(MATERIALS PROVIDED):

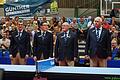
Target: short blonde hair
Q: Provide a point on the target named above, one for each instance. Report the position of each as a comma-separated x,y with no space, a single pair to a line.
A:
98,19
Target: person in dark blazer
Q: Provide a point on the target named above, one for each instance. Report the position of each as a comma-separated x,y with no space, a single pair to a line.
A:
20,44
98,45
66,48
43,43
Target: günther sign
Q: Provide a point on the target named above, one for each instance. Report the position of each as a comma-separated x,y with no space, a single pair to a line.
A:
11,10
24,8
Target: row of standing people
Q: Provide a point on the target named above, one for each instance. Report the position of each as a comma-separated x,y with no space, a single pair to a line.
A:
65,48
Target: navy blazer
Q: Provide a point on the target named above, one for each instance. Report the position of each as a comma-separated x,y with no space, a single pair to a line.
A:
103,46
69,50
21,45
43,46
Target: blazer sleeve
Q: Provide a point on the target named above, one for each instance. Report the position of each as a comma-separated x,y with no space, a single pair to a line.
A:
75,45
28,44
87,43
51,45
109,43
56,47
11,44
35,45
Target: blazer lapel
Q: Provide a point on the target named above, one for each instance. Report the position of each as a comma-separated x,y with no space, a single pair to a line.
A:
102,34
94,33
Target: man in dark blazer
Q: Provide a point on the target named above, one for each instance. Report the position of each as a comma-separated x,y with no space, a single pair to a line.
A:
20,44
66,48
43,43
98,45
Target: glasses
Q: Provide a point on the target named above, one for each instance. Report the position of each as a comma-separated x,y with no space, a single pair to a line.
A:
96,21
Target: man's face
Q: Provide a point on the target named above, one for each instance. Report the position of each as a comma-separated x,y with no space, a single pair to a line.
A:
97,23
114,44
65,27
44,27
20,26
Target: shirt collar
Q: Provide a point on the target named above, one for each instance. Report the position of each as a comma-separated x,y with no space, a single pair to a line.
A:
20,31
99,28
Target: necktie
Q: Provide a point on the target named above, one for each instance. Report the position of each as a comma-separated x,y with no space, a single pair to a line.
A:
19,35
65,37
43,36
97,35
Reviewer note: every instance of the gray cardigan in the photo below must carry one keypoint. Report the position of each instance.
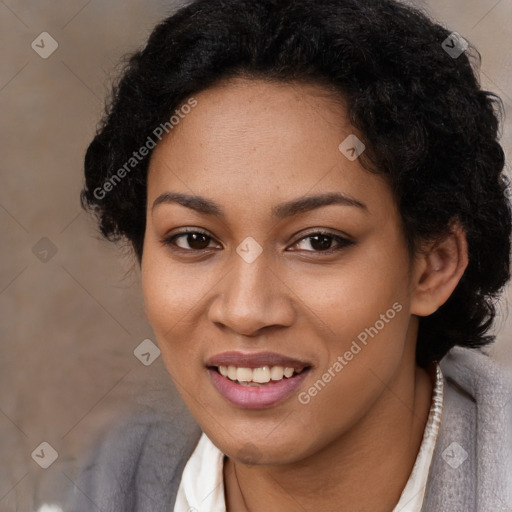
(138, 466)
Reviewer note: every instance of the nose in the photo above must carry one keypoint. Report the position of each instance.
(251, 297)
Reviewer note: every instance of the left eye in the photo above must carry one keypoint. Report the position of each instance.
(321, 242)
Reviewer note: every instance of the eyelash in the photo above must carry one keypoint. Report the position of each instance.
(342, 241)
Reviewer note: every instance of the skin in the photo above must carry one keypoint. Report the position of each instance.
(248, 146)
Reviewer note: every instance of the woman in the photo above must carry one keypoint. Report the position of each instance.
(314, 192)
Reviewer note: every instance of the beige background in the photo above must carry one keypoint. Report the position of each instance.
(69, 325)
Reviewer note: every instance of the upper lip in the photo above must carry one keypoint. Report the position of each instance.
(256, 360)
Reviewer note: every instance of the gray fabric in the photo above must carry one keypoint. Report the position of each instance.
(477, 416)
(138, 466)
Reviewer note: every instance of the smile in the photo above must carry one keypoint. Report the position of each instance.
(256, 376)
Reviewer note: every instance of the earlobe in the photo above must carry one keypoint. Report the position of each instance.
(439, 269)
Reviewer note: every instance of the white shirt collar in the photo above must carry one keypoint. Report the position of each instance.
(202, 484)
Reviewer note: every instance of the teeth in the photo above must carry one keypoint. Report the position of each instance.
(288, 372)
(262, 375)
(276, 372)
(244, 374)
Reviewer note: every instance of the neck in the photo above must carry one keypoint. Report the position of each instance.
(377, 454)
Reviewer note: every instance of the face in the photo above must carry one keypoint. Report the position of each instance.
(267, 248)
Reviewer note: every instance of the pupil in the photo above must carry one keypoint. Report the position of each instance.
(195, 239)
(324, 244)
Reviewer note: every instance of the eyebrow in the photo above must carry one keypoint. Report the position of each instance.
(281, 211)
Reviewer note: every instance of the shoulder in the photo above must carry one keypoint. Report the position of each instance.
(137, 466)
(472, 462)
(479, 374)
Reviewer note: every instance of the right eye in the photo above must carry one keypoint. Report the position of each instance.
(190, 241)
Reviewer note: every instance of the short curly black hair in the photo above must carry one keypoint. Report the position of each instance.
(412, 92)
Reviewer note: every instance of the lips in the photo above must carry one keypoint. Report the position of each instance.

(TASK BRIEF): Restate word for word only the lines from where the entries begin through the one with "Target: person in dark blazer"; omit the pictures.

(ANSWER BELOW):
Target: short blonde hair
Q: Provide a point on the target named above, one for each instance. Report the position of each as a comma-separated x,y with no space, a single pair to a line.
A:
98,19
Target: person in dark blazer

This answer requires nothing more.